### What you should do
In the listing below, find each line with the string "logo" and return it.

### Input records
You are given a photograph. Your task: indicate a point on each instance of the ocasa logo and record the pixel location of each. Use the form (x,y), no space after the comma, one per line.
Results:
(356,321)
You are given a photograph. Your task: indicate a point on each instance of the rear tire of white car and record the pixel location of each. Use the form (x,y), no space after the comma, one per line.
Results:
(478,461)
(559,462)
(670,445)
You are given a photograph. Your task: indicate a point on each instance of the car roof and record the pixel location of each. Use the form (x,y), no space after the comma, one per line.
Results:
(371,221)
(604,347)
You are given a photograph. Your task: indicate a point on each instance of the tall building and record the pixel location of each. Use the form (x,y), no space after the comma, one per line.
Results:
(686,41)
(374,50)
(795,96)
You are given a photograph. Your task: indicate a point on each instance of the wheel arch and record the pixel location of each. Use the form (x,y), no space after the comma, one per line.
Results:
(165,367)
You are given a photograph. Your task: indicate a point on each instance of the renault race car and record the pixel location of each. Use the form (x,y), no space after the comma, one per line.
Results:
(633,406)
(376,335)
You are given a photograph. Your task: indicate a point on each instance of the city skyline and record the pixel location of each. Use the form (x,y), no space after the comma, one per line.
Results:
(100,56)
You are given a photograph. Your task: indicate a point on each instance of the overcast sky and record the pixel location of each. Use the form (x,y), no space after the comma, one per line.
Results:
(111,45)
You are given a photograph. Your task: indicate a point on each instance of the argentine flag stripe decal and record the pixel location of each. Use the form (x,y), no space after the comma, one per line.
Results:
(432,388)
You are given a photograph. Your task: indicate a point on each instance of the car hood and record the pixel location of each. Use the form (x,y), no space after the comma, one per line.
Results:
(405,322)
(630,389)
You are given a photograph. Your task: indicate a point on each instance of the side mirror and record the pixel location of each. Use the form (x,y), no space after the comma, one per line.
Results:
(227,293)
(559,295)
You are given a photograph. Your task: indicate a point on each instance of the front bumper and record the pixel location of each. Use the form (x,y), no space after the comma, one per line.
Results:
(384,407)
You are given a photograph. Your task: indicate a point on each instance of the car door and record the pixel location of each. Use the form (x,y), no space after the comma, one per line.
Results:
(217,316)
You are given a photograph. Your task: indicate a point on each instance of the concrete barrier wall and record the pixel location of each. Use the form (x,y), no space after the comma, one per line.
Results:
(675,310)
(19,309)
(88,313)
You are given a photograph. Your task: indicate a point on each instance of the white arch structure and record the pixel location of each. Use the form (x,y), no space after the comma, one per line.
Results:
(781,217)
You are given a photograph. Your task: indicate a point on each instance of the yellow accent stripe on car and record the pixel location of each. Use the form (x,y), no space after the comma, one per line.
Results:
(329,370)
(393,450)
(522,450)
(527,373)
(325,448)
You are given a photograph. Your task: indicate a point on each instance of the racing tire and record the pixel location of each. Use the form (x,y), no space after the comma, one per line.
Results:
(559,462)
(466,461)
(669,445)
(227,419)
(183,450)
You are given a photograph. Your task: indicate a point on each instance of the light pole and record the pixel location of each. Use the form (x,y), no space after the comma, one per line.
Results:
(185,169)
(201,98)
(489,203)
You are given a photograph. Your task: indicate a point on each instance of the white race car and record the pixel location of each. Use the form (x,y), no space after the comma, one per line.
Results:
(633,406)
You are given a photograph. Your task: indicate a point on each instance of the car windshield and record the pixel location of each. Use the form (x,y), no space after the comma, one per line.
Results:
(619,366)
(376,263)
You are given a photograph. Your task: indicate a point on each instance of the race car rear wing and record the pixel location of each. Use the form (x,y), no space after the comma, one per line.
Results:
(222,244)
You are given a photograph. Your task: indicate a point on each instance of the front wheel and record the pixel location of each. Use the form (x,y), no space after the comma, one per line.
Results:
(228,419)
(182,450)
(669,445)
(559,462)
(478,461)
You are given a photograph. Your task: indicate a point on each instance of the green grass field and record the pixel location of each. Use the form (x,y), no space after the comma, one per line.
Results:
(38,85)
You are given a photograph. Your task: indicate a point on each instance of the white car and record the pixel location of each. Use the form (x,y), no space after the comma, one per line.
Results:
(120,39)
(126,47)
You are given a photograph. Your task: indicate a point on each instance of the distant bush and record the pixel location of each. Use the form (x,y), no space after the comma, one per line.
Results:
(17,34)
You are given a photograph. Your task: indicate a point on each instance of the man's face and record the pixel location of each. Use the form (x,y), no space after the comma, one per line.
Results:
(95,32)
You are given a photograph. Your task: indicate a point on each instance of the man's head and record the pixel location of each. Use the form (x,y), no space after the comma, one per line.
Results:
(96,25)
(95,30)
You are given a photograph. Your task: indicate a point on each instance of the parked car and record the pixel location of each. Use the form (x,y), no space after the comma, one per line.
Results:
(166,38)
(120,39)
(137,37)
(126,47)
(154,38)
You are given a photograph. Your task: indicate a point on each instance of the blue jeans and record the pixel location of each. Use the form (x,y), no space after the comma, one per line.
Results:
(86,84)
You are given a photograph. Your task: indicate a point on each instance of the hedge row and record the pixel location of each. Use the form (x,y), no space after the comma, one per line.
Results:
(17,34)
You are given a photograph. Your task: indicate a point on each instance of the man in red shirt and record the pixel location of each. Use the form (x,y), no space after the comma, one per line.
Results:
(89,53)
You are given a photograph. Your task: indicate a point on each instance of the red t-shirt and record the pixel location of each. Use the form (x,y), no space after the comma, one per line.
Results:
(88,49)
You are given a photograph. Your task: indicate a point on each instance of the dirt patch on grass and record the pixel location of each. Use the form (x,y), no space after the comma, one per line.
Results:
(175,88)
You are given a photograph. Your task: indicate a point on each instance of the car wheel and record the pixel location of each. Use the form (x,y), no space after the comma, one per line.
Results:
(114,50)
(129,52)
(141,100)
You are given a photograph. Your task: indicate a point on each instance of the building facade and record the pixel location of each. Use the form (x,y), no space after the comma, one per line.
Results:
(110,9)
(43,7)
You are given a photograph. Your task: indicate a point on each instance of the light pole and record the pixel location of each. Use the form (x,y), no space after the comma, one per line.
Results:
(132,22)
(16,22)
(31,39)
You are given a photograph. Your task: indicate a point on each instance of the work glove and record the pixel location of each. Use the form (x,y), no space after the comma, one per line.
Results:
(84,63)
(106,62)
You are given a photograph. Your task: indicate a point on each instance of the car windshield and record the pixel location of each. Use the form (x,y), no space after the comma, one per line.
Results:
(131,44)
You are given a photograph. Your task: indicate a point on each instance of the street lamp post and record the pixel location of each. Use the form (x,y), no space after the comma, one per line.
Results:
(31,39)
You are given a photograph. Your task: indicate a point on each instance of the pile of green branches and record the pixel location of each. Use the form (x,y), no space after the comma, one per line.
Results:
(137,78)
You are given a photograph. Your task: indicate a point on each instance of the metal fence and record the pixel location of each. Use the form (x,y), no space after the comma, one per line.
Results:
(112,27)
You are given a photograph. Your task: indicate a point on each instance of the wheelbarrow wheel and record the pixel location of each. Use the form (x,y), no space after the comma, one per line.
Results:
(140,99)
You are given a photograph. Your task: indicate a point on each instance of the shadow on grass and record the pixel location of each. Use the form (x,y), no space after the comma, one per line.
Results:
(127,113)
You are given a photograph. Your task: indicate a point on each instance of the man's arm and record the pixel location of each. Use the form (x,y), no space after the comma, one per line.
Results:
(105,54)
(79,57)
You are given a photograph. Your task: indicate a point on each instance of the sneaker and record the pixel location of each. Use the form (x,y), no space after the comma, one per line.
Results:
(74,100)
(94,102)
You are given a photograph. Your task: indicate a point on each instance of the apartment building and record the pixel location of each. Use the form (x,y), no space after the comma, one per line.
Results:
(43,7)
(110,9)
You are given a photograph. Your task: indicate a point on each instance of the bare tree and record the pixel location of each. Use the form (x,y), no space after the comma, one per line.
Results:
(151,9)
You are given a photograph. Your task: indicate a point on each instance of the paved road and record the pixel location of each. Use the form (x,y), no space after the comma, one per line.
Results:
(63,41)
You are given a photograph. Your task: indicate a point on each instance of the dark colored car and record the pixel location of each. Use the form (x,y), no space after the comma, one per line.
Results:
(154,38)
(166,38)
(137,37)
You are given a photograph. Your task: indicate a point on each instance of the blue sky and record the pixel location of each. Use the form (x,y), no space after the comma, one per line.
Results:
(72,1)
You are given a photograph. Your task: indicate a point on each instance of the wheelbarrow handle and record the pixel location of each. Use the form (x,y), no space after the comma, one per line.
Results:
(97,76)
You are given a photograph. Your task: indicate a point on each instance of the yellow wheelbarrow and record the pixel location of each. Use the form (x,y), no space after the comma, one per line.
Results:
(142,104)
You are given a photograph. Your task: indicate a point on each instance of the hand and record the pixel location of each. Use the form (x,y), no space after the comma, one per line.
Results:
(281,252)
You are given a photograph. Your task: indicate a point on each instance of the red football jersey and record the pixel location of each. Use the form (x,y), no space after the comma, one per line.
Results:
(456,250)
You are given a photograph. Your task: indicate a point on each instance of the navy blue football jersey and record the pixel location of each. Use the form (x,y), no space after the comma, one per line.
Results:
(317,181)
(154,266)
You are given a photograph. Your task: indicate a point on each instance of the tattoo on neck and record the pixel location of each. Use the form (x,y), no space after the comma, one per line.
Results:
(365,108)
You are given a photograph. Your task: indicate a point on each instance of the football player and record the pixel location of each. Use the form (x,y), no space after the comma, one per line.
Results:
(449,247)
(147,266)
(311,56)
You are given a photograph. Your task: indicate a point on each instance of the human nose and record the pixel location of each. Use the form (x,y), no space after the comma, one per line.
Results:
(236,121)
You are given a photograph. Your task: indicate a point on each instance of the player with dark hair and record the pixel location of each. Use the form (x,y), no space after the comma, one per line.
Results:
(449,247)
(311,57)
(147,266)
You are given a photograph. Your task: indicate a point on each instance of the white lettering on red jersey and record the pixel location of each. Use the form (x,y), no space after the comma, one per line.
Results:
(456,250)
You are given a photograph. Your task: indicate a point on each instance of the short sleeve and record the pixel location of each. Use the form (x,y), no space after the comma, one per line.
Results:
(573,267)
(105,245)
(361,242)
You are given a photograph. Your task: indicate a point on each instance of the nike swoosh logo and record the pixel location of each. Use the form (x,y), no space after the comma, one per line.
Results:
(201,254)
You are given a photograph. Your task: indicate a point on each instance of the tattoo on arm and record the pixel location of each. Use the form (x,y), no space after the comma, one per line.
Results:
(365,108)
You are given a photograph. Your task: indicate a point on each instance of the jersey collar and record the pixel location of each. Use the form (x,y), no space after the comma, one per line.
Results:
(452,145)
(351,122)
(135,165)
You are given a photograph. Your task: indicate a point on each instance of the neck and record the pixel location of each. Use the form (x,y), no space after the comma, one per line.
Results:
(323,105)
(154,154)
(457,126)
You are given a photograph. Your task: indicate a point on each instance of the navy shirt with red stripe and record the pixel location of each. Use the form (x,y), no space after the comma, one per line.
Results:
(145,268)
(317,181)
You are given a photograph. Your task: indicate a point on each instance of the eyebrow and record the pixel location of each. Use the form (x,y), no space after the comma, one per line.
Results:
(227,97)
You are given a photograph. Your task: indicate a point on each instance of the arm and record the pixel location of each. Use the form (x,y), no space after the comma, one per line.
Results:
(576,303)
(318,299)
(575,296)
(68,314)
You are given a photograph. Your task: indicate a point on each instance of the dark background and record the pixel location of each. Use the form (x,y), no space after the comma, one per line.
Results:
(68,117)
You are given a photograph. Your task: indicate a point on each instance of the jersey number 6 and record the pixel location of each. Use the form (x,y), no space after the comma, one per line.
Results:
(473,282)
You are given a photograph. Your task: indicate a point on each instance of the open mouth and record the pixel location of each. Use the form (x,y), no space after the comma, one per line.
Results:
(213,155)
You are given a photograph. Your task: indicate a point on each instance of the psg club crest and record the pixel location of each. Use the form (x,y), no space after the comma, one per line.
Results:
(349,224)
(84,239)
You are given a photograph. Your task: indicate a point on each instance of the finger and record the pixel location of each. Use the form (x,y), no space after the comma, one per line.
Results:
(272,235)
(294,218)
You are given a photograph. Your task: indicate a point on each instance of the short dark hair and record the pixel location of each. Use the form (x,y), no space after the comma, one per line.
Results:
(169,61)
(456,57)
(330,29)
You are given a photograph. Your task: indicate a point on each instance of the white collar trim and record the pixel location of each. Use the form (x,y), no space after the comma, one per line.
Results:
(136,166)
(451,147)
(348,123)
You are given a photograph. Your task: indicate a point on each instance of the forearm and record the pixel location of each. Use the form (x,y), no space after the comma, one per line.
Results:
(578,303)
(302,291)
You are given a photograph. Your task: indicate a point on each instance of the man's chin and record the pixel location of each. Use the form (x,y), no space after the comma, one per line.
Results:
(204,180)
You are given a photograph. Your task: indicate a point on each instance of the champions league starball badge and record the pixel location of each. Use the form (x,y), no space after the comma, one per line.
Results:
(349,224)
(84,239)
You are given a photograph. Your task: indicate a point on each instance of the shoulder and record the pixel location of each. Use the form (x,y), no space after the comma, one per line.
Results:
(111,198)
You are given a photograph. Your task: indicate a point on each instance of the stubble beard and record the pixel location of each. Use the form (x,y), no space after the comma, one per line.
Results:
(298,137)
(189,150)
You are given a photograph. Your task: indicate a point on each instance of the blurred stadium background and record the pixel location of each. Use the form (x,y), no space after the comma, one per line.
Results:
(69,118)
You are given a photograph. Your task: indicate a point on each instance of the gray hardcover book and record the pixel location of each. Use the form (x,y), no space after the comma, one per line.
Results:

### Response area
You are given a photograph. Your task: indicate a point on each instance of the ocasa logo and record the pixel location of each. Use the form (x,y), no space after the comma, one per line.
You are given a photograph. Your task: indicate a point on each instance of the nike swoosh logo and record the pixel location of each. Use the form (x,y), no space after the comma, one per line.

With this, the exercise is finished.